Page:

-----

Davis is a station on the Chicago Transit Authority's 'L' system, on the Purple Line in Evanston, Illinois.  It is located at 1612 Benson Avenue (directional coordinates 1600 north, 800 west), in the middle of downtown Evanston, and next to the Davis Street stop of Metra's Union Pacific/North Line.  The station is also a terminus for one CTA and two Pace bus routes. The station is referred to as the Davis Transit Center by Pace.

History

Structure

The current station was reconstructed from 1992 until 1994, and is made out of brick and concrete with a spacious metal and glass train shed, but lacks the styling or decoration found in many other CTA stations, giving Davis a modern urban, if utilitarian, feel.  The station sports two prominent clock towers, on the west and east sides.  It has several different paintings hanging in various areas of the platform.  It also has a light board system, as well as a speaker system to alert passengers of train delays.  There is a Dunkin' Donuts on the lower level, near the fare card vending machines.  The platform, like most elevated CTA platforms, has a problem with pigeons.  To combat the dropping issue, the CTA installed a fishnet over the entire station.  While the fishnet has stopped pigeons from the area over the rails, there are a few signs, toward the back of the platforms, that have spikes, which does not work that often.

Platform signage
Davis is one of the four test sites for the Active Transit Station Signs (ATSS) program. In September 2002, the signs were installed at the station. The signs display preprogrammed and service-related messages as well as a countdown until the next train; however, the Davis station's signs do not display the countdown feature due to a programming glitch.

-----

Material:
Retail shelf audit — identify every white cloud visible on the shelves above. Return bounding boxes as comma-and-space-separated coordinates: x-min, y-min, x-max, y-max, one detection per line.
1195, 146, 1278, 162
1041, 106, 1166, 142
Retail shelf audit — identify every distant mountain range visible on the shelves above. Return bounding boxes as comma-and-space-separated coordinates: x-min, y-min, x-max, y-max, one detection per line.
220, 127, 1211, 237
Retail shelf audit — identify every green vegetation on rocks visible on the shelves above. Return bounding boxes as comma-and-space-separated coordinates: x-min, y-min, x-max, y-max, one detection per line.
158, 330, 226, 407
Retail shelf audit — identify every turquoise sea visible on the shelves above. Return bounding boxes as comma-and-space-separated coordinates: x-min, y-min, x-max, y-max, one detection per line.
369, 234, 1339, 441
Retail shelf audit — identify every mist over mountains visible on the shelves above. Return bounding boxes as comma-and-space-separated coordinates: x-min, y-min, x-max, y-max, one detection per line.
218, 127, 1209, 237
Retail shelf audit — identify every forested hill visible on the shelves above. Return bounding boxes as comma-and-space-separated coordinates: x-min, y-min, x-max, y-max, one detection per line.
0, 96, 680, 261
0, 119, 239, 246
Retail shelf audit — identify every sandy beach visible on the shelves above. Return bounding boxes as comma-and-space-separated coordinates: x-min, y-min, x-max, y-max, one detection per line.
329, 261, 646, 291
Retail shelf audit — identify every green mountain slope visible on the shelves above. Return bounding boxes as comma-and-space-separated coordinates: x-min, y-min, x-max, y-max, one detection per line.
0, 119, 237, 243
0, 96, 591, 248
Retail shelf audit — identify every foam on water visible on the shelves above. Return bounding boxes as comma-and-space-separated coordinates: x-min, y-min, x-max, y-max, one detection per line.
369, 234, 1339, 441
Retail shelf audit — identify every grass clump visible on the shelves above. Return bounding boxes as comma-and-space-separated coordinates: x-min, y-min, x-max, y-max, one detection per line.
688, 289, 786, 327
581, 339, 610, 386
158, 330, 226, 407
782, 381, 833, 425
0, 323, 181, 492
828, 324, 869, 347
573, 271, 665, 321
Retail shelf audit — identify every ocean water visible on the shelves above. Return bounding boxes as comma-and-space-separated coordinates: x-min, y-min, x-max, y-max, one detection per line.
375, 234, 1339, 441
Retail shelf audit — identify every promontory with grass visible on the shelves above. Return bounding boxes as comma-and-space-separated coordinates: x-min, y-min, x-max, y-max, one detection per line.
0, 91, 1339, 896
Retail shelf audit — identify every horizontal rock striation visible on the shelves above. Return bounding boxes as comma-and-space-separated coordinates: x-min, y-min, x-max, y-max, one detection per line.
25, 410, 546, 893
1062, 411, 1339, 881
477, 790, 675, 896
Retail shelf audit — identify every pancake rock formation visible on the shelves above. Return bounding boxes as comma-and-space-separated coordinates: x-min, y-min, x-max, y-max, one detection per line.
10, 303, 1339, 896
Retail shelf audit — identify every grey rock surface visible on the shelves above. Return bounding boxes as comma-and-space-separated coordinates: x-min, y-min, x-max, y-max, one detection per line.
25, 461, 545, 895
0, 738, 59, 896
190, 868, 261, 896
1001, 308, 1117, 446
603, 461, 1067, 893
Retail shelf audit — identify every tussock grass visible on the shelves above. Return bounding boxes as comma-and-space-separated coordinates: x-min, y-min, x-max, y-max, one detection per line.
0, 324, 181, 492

-----

Task requirements:
A. From the Davis station page, reproduce word for word the part that opens with the words containing "Davis is a station" and closes with "Center by Pace.".
B. Render this sentence from the Davis station page in Spanish: "The station sports two prominent clock towers, on the west and east sides."
The records aren't needed for this.

Task responses:
A.
Davis is a station on the Chicago Transit Authority's 'L' system, on the Purple Line in Evanston, Illinois.  It is located at 1612 Benson Avenue (directional coordinates 1600 north, 800 west), in the middle of downtown Evanston, and next to the Davis Street stop of Metra's Union Pacific/North Line.  The station is also a terminus for one CTA and two Pace bus routes. The station is referred to as the Davis Transit Center by Pace.

B. La estación cuenta con dos destacadas torres de reloj, en los lados oeste y este.